Abgesehen davon, dass mich Politik schon immer interessiert hat, bin ich konkret bei einem Bier von einem Freund gefragt worden, ob ich nicht kandidieren wolle. Wie man sieht, habe ich bejaht.
Was treibt Sie an?
Wissenschafts- und Forschungsthemen fesseln mich am meisten. Ich wollte und will dafür sorgen, dass überall dort, wo an neuen Impulsen für gesellschaftlichen Fortschritt gearbeitet wird, Menschen beste Bedingungen für ihre Arbeit vorfinden.
Gleiches gilt für mein zweites „Leidenschafts-“Thema: die Netzpolitik. Auch hier treibt mich die Neugier, zu erfassen, welche positiven, insbesondere auch sozialen und soziokulturellen Fragen mit der Digitalisierung der Gesellschaft einhergehen.
Bei den bioethischen Themen wie bspw. Sterbehilfe, Präimplantationsdiagnostik und Stammzellforschung waren es vor allem die damit verbundenen menschlichen Schicksale, die mich veranlasst haben, Menschen in solch schwierigen Lebensentscheidungen ihre Selbstbestimmung und Würde zu sichern.
Was haben Sie sich im Falle Ihrer Wahl in den Bundestag vorgenommen? Welche persönlichen Schwerpunkte wollen Sie setzen?
Ich möchte natürlich gern meine bisherigen Themen auch weiter bearbeiten. Es wird mir dabei immer wichtiger, auch aufzuklären, dass die innovativen Potenziale nur dann zum Nutzen von Gesellschaft und Gemeinschaft umgesetzt bzw. angeeignet werden können, wenn wir dafür auch die gesellschaftlichen Voraussetzungen schaffen. Unter diesen Prioritäten müssen Verteilungsentscheidungen fallen.
Was wollen Sie für Sachsen-Anhalt und Ihren Wahlkreis im Bundestag bewegen?
In meinem Wahlkreis Halle wie überhaupt für Sachsen-Anhalt öffnen sich Lebensperspektiven, wenn nachwachsende Generationen beste Bedingungen zum Aufwachsen, Lernen, Lehren, Forschen und beim Nutzen innovativer Ideen bekommen. Ein Land in Bewegung statt in Versteinerung. Wer im Land aufwächst oder hierher kommt, wird sich wohl fühlen, wenn auch eigene Wege selbstbewusst gefunden und gegangen werden können. Nicht wie es alle machen, soll der Maßstab im Land sein, sondern wie wir es gemeinsam besser vorantreiben können.
Was sind aus Ihrer Sicht die drei wichtigsten Themen der kommenden Legislaturperiode und warum?
Bildung von Anfang an – das Beste und Meiste für Kinder – soziale Herkunft darf keine Rolle spielen.

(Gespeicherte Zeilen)
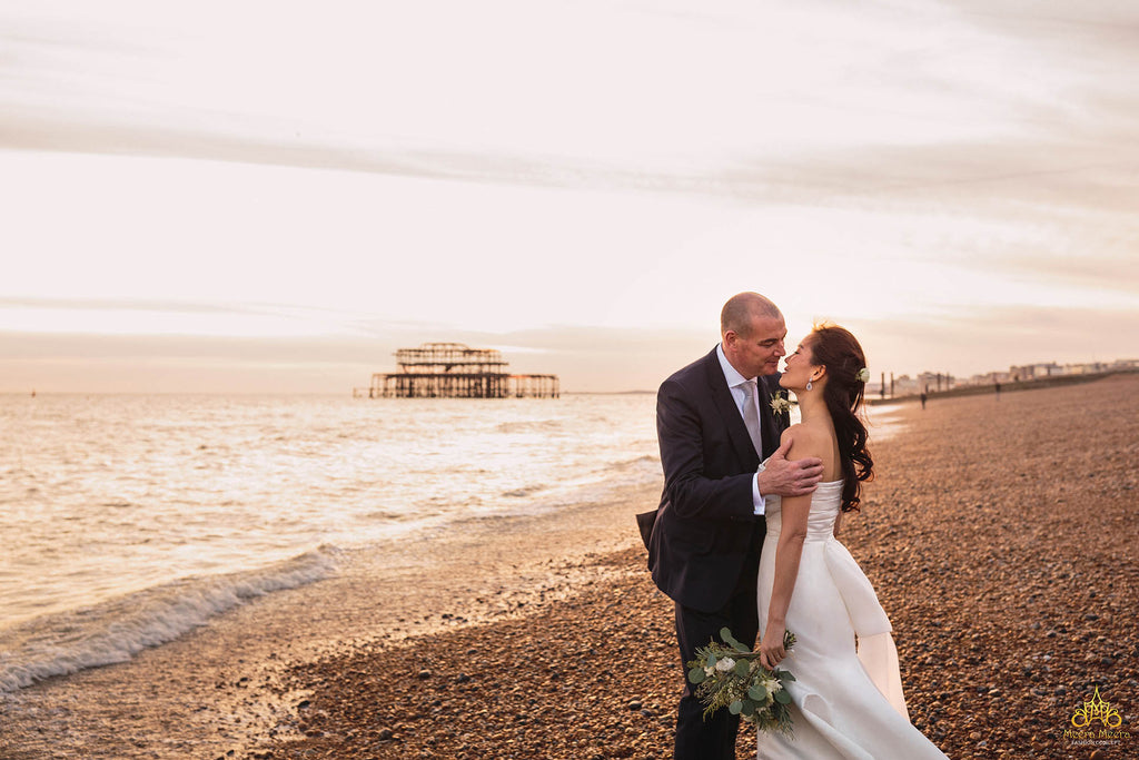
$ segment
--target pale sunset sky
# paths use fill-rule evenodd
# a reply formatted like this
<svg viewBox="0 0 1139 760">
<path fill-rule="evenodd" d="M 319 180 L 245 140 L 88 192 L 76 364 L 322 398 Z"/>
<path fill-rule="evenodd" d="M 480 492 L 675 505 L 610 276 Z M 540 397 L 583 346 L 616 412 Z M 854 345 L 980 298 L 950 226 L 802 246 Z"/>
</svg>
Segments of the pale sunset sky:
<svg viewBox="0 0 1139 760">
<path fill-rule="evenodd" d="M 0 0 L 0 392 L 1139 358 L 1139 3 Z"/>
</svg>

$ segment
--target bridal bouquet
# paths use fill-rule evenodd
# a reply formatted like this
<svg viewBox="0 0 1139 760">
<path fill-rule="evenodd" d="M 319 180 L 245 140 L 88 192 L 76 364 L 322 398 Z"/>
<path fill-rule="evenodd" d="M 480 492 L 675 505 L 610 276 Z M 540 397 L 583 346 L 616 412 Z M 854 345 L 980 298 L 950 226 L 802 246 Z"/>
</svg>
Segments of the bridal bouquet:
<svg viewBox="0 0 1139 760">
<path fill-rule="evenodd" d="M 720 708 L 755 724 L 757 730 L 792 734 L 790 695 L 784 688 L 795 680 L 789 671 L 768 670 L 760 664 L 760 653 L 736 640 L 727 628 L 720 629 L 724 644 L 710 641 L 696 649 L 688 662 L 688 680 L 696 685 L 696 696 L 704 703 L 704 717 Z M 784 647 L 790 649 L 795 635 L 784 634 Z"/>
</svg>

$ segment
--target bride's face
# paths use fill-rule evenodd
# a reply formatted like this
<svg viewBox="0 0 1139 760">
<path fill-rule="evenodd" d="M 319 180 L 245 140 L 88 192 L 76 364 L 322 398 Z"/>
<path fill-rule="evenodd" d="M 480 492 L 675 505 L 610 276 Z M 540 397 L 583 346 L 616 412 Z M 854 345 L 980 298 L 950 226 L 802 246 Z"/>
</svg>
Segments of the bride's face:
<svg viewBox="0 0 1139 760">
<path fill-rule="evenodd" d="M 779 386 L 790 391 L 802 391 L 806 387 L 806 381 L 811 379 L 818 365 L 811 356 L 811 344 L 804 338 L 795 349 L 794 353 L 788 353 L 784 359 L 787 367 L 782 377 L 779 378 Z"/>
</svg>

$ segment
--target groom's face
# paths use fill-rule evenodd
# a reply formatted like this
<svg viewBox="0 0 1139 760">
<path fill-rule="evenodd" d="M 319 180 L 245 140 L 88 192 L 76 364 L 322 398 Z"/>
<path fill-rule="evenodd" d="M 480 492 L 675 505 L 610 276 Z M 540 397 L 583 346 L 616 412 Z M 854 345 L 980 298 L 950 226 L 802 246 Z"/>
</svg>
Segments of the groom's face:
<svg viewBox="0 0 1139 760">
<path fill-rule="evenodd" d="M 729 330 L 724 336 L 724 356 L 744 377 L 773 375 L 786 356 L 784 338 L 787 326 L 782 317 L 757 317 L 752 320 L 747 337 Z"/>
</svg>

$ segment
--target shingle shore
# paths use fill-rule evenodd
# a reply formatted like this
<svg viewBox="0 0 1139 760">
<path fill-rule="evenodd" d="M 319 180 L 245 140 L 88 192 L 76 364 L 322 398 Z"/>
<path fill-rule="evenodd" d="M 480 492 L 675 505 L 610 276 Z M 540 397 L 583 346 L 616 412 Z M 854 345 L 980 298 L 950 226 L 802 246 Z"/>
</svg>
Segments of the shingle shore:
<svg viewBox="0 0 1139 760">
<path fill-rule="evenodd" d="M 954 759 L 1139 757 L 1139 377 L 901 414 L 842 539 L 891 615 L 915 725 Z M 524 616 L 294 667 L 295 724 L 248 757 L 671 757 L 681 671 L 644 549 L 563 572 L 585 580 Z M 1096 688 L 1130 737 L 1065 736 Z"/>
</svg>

--

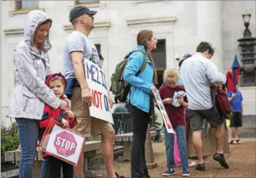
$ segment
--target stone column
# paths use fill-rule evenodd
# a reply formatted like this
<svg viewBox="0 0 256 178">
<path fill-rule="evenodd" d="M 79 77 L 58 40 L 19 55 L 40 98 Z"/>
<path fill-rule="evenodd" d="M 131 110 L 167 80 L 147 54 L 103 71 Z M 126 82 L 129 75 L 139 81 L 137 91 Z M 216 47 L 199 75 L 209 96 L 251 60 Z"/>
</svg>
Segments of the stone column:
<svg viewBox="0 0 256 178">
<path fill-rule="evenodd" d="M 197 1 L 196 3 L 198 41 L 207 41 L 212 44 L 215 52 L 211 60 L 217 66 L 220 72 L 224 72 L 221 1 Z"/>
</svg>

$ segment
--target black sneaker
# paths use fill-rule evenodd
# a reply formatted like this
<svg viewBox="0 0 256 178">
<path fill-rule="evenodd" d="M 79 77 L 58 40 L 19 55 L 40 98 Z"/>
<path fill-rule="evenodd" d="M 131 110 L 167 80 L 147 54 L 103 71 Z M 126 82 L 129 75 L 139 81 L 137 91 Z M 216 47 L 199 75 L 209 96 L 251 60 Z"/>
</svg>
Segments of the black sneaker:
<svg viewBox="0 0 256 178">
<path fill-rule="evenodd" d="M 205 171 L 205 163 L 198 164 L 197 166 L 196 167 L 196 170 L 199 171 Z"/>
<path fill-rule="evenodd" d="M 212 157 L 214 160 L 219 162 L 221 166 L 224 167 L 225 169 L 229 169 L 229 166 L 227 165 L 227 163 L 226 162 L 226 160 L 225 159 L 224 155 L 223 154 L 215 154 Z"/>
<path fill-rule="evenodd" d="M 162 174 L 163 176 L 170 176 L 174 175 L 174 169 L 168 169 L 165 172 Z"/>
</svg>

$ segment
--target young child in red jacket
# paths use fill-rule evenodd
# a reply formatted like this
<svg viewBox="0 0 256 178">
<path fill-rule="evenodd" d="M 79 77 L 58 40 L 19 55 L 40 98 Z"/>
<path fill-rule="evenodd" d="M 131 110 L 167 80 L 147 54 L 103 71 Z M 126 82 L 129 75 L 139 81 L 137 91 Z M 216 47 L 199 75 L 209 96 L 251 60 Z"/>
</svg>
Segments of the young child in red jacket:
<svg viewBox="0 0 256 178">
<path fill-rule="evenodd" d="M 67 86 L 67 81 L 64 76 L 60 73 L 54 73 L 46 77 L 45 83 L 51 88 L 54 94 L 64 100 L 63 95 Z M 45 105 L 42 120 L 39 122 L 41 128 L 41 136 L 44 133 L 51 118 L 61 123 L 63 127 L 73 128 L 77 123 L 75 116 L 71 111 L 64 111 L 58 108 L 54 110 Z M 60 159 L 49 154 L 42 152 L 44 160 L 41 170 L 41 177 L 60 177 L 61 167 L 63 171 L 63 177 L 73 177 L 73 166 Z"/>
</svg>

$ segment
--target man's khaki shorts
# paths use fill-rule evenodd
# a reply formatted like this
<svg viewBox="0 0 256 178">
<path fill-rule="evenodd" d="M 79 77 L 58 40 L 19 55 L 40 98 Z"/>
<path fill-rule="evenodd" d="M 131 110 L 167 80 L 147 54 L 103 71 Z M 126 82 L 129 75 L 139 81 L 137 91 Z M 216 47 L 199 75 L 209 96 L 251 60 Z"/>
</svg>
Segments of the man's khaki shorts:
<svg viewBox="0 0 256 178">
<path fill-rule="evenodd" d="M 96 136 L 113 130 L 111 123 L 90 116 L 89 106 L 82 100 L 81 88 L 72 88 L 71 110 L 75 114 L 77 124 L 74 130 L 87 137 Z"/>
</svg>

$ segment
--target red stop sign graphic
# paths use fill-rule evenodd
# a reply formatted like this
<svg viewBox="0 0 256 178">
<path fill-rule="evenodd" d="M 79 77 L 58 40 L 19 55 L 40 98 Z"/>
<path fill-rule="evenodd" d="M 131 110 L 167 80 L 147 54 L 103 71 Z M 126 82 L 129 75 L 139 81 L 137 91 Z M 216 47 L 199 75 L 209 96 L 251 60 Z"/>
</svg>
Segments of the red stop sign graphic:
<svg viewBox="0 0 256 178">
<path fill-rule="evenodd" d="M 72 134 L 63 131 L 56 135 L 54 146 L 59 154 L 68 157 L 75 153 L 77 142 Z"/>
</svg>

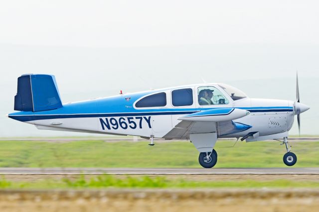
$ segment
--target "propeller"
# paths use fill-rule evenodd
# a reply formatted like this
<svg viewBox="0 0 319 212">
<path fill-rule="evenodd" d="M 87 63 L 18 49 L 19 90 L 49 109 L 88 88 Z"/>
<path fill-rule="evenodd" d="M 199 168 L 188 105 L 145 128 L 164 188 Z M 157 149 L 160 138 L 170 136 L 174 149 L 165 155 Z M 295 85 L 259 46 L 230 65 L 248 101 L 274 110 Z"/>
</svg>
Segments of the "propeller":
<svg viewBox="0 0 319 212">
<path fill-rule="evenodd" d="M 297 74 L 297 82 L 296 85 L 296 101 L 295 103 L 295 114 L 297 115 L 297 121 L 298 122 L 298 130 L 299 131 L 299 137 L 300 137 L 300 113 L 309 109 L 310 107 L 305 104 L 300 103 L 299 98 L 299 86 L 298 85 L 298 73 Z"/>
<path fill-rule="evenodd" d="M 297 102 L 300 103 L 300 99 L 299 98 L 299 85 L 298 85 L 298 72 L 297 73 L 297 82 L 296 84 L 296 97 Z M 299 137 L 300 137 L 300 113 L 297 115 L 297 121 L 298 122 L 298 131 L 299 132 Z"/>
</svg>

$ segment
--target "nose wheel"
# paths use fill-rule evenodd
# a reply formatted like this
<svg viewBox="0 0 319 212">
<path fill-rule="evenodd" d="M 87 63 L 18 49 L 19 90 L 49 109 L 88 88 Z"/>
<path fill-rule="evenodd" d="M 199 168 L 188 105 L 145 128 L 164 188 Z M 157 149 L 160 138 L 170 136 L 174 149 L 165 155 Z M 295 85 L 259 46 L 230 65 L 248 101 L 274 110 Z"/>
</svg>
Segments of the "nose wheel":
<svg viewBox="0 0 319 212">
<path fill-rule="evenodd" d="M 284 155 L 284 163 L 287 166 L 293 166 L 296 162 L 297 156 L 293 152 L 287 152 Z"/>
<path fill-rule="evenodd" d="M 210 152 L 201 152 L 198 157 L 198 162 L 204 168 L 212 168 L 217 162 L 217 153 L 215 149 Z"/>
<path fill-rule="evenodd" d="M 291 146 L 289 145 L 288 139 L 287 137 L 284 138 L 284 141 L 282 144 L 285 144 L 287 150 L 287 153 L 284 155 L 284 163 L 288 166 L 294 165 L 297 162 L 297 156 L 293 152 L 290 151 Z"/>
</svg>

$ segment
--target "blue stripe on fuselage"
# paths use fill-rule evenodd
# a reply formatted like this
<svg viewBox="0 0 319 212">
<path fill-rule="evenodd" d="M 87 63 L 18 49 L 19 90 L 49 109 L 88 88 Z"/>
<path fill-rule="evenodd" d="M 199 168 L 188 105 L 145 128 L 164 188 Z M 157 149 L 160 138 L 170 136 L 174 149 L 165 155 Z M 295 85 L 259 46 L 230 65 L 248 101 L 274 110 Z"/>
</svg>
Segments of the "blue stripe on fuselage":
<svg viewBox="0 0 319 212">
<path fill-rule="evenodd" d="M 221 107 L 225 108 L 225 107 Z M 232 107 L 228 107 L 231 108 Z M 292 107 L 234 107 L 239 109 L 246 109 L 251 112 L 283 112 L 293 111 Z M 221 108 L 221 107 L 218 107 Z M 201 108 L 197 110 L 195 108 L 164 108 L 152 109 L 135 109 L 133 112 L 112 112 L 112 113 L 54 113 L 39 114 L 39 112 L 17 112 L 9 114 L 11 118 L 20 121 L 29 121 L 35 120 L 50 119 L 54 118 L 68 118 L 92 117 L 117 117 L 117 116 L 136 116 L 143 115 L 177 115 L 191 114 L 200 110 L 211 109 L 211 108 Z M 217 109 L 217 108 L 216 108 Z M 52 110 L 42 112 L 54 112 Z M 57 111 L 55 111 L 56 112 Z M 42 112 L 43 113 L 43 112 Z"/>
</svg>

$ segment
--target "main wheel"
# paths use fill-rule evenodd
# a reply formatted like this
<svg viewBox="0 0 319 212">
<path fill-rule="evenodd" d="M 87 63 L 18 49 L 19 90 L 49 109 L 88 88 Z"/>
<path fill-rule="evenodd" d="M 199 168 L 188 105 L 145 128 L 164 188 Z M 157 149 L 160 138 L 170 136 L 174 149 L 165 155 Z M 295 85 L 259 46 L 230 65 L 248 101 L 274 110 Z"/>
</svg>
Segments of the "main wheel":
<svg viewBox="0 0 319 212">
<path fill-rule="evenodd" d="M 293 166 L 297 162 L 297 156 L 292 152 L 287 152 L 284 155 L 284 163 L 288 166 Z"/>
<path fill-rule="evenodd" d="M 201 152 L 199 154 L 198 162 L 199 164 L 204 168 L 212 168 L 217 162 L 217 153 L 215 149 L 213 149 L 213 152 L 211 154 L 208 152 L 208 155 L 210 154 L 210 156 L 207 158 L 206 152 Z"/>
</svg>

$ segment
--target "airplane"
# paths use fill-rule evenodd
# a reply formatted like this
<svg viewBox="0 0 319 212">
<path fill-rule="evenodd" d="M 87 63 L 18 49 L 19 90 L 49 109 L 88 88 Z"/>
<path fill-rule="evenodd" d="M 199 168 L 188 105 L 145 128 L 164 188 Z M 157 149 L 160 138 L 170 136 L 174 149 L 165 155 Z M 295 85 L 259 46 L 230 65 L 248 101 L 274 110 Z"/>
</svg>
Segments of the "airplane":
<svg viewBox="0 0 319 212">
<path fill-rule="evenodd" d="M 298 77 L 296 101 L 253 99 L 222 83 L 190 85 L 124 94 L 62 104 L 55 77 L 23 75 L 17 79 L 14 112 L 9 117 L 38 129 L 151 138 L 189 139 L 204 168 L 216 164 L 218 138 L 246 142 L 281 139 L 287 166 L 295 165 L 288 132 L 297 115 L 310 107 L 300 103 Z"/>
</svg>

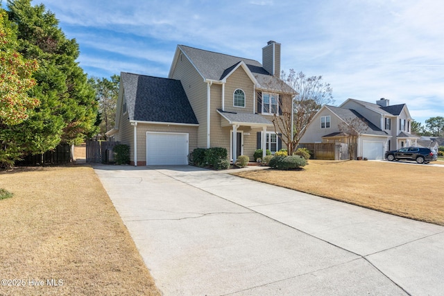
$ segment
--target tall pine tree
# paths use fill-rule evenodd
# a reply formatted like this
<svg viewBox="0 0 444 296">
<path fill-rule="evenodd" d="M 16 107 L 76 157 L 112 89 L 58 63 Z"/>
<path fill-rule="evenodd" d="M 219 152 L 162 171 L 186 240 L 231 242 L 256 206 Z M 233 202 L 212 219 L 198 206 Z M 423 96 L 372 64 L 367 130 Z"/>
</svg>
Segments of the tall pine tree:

| Material erkunden |
(1) Wer fragte die befragte Person laut dem Interviewauszug, ob sie kandidieren wolle, und bei welcher Gelegenheit?
(2) Nennen Sie alle bioethischen Themen, die im Interviewauszug als Beispiele aufgeführt werden.
(3) Übertragen Sie aus dem Interviewauszug den Abschnitt von "Abgesehen davon, dass" bis einschließlich "ihre Arbeit vorfinden." wortgetreu.

| Geordnete Lösungen |
(1) Ein Freund, bei einem Bier.

(2) Sterbehilfe, Präimplantationsdiagnostik, Stammzellforschung

(3)
Abgesehen davon, dass mich Politik schon immer interessiert hat, bin ich konkret bei einem Bier von einem Freund gefragt worden, ob ich nicht kandidieren wolle. Wie man sieht, habe ich bejaht.
Was treibt Sie an?
Wissenschafts- und Forschungsthemen fesseln mich am meisten. Ich wollte und will dafür sorgen, dass überall dort, wo an neuen Impulsen für gesellschaftlichen Fortschritt gearbeitet wird, Menschen beste Bedingungen für ihre Arbeit vorfinden.